--- BEGIN Task inputs ---
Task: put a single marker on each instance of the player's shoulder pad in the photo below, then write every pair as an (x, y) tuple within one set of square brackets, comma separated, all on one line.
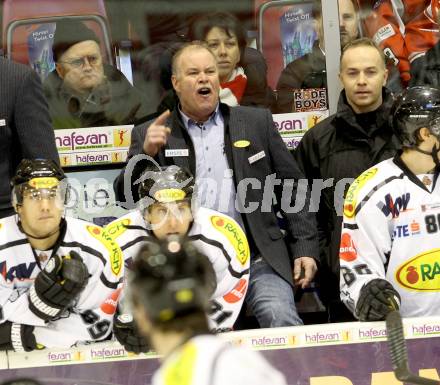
[(112, 250), (226, 227), (367, 184)]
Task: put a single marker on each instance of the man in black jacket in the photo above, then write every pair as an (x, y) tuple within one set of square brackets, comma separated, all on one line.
[(83, 91), (344, 145)]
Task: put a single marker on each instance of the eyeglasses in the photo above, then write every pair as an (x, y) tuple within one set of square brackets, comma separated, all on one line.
[(77, 63)]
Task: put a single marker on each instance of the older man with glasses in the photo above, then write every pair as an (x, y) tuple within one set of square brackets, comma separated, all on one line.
[(83, 91)]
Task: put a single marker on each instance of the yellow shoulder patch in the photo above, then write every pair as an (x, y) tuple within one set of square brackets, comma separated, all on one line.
[(181, 370), (350, 202), (114, 251), (235, 235)]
--- END Task inputs ---
• _Instruction_: Can you rename "marker" to "dot" throughout all the rows above and leave everything else unchanged? Omit the pictures from your version.

• _Result of this task_:
Task: put a single dot on each instance of the player's shoulder pad in the photo below, then write every pair as an (x, y) tuple within one set of square brackets, comma separated, all on one line.
[(112, 250), (226, 227), (367, 184)]
Task: put a single dot on each instance of the man in black jacket in the photo above, then write every pair as an (x, y) tuple within one set of square brackets, comma separated, all on one line.
[(83, 91), (344, 145)]
Task: put a single dot on each instance of the eyeglasses in the photo above, then write every pair as an (x, y) tuple within one set of square brackets, comma separated, all on one line.
[(77, 63)]
Task: put a single dot on each instance of the older man with glasses in the photo above, then write every pair as an (x, y) tuple within one set of square brackets, comma separated, all on one line.
[(83, 91)]
Task: put a single dot on each instance of the yellow shoulder patch in the photo above, then write every pair as an (x, y) tuple within one set of square brackets, comma separated, all on one line.
[(181, 370), (350, 202), (114, 251), (235, 235)]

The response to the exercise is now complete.